#### WRITTEN INSTRUCTION:
Copy out the lines word for word, starting at the line that contains "mark the grassy slope | one pin per instance." and ending at the last line.

** Start **

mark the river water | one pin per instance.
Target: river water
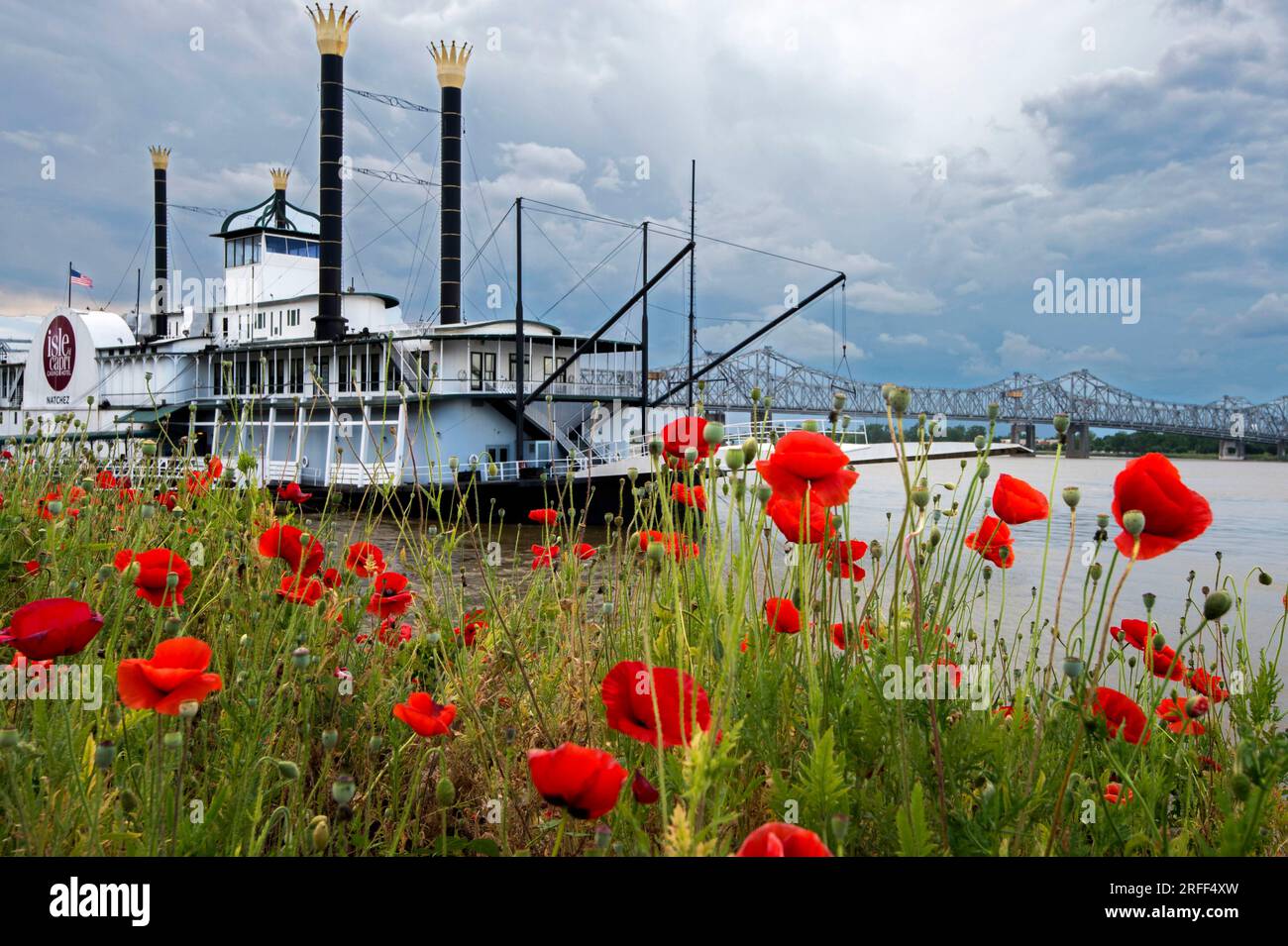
(1249, 528)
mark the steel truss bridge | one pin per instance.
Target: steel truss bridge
(1022, 400)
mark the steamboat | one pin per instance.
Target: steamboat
(290, 376)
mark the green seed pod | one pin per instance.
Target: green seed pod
(445, 791)
(320, 832)
(1216, 605)
(343, 789)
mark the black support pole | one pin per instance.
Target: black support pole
(838, 278)
(518, 331)
(612, 319)
(644, 344)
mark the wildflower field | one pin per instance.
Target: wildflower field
(724, 670)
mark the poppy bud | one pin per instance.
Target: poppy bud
(445, 791)
(321, 833)
(1133, 521)
(1216, 605)
(343, 789)
(104, 755)
(287, 770)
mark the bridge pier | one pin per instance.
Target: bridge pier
(1024, 434)
(1078, 441)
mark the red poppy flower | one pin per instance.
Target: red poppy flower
(840, 558)
(365, 560)
(778, 839)
(1209, 684)
(424, 716)
(300, 589)
(648, 537)
(782, 615)
(1175, 716)
(291, 491)
(1115, 794)
(629, 692)
(175, 674)
(1134, 632)
(993, 541)
(52, 627)
(789, 515)
(679, 435)
(544, 516)
(153, 583)
(644, 790)
(1017, 502)
(695, 498)
(544, 556)
(1121, 713)
(807, 463)
(1167, 665)
(1173, 512)
(585, 782)
(283, 542)
(389, 594)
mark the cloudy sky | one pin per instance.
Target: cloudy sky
(944, 155)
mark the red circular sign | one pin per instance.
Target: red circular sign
(59, 353)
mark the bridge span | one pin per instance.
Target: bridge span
(1024, 400)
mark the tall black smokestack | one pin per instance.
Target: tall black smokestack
(333, 42)
(279, 177)
(451, 76)
(160, 237)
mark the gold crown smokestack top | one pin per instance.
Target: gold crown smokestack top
(333, 34)
(451, 62)
(160, 237)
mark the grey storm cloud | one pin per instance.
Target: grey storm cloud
(943, 155)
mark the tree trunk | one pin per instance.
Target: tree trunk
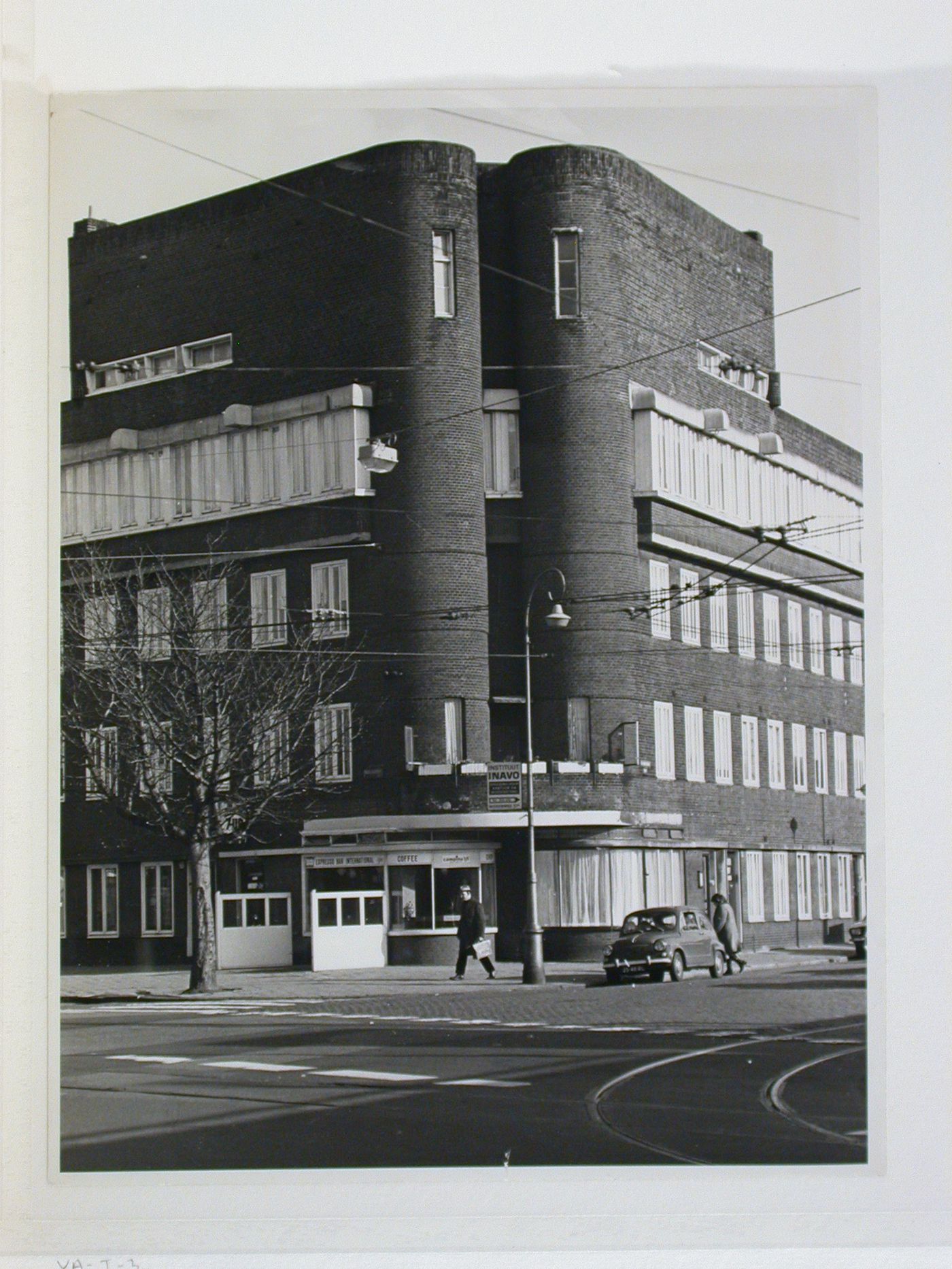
(205, 951)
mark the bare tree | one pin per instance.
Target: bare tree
(199, 712)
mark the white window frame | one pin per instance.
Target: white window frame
(754, 887)
(695, 744)
(690, 603)
(664, 740)
(330, 598)
(805, 900)
(98, 876)
(799, 753)
(660, 602)
(795, 634)
(723, 748)
(269, 603)
(772, 628)
(781, 885)
(776, 766)
(333, 745)
(159, 930)
(751, 751)
(443, 273)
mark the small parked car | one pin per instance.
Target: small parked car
(659, 941)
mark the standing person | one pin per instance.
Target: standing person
(470, 930)
(725, 924)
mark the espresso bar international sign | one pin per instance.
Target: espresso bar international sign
(505, 787)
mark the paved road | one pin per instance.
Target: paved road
(384, 1083)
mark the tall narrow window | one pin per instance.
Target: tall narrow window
(269, 613)
(579, 741)
(795, 634)
(749, 751)
(660, 603)
(805, 907)
(690, 608)
(776, 773)
(840, 776)
(820, 778)
(838, 660)
(332, 744)
(664, 740)
(798, 737)
(719, 617)
(781, 886)
(724, 757)
(154, 625)
(443, 280)
(454, 721)
(772, 628)
(817, 646)
(858, 766)
(745, 621)
(329, 598)
(856, 653)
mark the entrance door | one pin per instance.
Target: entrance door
(347, 930)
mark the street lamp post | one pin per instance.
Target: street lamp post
(533, 967)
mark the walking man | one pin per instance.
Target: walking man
(471, 933)
(725, 924)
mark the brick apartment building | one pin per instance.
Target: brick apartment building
(539, 341)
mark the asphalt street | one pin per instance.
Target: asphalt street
(644, 1074)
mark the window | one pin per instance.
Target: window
(102, 762)
(781, 886)
(719, 617)
(566, 273)
(660, 603)
(754, 870)
(238, 467)
(724, 758)
(579, 734)
(211, 615)
(772, 630)
(156, 898)
(154, 625)
(820, 779)
(840, 777)
(443, 280)
(805, 909)
(454, 726)
(329, 599)
(271, 750)
(749, 751)
(182, 479)
(795, 634)
(856, 653)
(332, 743)
(798, 735)
(838, 662)
(690, 608)
(817, 641)
(664, 740)
(98, 627)
(102, 901)
(776, 775)
(745, 621)
(845, 885)
(500, 451)
(695, 744)
(269, 615)
(824, 887)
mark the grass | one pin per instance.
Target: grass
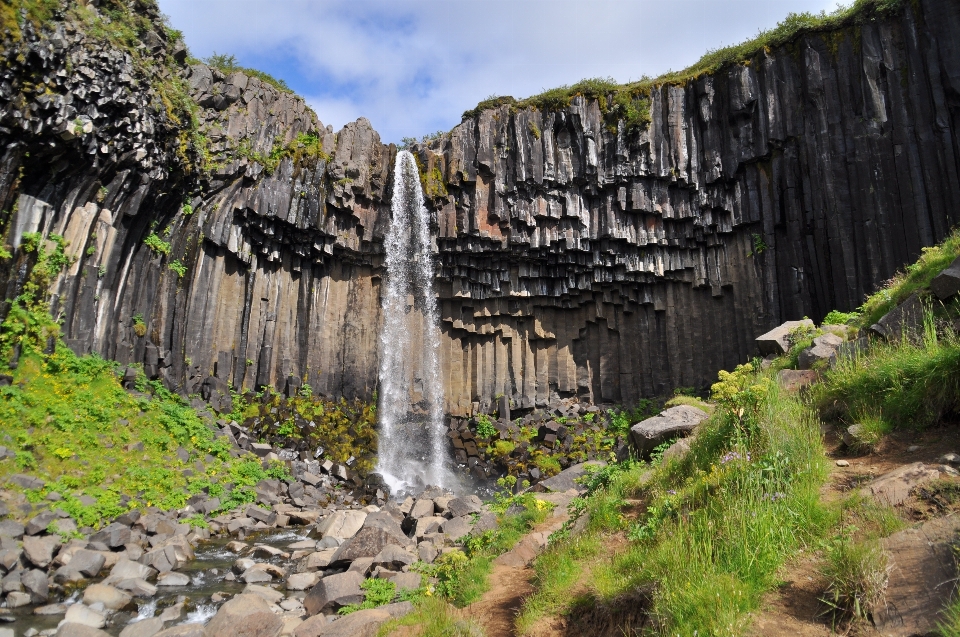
(895, 385)
(914, 277)
(630, 102)
(718, 524)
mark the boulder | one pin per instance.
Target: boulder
(83, 563)
(36, 583)
(366, 543)
(421, 508)
(246, 615)
(428, 525)
(905, 320)
(110, 597)
(363, 623)
(301, 581)
(675, 421)
(947, 283)
(265, 592)
(793, 380)
(80, 614)
(145, 628)
(74, 629)
(137, 587)
(456, 528)
(128, 569)
(394, 558)
(183, 630)
(39, 550)
(776, 341)
(173, 579)
(333, 592)
(893, 487)
(568, 478)
(342, 524)
(920, 579)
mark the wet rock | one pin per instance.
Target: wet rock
(394, 558)
(456, 528)
(128, 569)
(333, 592)
(301, 581)
(894, 487)
(80, 614)
(246, 615)
(342, 524)
(265, 592)
(146, 628)
(173, 579)
(35, 583)
(137, 587)
(83, 563)
(75, 629)
(675, 421)
(106, 595)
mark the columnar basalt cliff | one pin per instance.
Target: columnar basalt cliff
(576, 256)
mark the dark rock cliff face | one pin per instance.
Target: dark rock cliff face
(573, 259)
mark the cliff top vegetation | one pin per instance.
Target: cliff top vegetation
(630, 102)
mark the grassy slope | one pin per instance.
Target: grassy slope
(630, 102)
(718, 525)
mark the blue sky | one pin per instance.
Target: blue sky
(412, 67)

** End **

#### PROBLEM SOLUTION:
mark the grassy slope | one pin per instance.
Target: grassy slope
(630, 102)
(718, 525)
mark the blue sky | one pin per instance.
Target: blue sky
(412, 67)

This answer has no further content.